Begin with the line containing "Practice step: find the paper" and copy each line exactly through the last line of the entries, inclusive.

Exercise inputs
(begin)
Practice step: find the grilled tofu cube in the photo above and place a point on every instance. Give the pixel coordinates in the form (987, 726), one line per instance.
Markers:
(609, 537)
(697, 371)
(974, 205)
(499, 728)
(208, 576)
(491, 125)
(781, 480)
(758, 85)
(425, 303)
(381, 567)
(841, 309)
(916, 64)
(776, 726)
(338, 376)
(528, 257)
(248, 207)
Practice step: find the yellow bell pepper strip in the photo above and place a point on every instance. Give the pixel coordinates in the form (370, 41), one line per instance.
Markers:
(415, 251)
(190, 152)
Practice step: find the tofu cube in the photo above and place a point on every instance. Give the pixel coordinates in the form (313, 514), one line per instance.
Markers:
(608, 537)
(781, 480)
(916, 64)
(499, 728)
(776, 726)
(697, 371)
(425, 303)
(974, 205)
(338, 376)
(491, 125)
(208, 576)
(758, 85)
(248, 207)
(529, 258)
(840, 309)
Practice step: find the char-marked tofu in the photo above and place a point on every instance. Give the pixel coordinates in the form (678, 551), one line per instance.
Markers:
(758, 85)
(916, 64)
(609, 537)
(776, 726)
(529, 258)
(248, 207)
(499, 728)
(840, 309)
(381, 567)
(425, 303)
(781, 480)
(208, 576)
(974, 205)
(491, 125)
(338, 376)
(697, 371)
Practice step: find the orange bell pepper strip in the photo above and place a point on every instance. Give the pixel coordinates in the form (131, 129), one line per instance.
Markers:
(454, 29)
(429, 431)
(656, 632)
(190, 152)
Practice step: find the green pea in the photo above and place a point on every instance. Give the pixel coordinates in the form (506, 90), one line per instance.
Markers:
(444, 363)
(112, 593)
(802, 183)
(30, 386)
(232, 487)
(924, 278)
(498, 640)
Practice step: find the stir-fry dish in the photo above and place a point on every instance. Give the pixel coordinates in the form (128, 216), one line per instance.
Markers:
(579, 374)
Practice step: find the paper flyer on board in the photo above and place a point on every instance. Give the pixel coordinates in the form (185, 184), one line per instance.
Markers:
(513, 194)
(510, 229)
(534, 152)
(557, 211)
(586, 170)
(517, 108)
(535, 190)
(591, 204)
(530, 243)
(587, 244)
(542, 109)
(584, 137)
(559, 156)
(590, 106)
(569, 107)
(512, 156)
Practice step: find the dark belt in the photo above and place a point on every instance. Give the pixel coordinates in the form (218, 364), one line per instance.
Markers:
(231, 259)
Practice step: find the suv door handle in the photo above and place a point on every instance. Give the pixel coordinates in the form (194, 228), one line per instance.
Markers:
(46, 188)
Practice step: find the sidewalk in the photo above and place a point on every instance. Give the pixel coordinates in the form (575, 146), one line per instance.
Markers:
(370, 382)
(end)
Completed exercise
Practice step: find the paper flyer on board in the photo above and place a point on every instance. Give the pixel coordinates in the form (185, 184), one line per instance.
Markers:
(513, 194)
(510, 229)
(534, 152)
(557, 211)
(586, 170)
(517, 108)
(535, 190)
(591, 204)
(530, 243)
(587, 244)
(542, 109)
(584, 137)
(559, 156)
(590, 106)
(569, 107)
(512, 156)
Practice step: find the dark belt in the photo above and place a point on every instance. Give the pixel coordinates in the form (218, 364), one line per instance.
Markers:
(231, 259)
Practice step: find the suv door handle in the photo above and place a point on every instance. Give the pixel coordinates in the form (194, 228), one line per instance.
Markers:
(46, 188)
Practice step: find the sidewalk in the photo above and place a point on every instance. Give the pixel coordinates in the form (575, 146), one line per instance.
Markers:
(370, 382)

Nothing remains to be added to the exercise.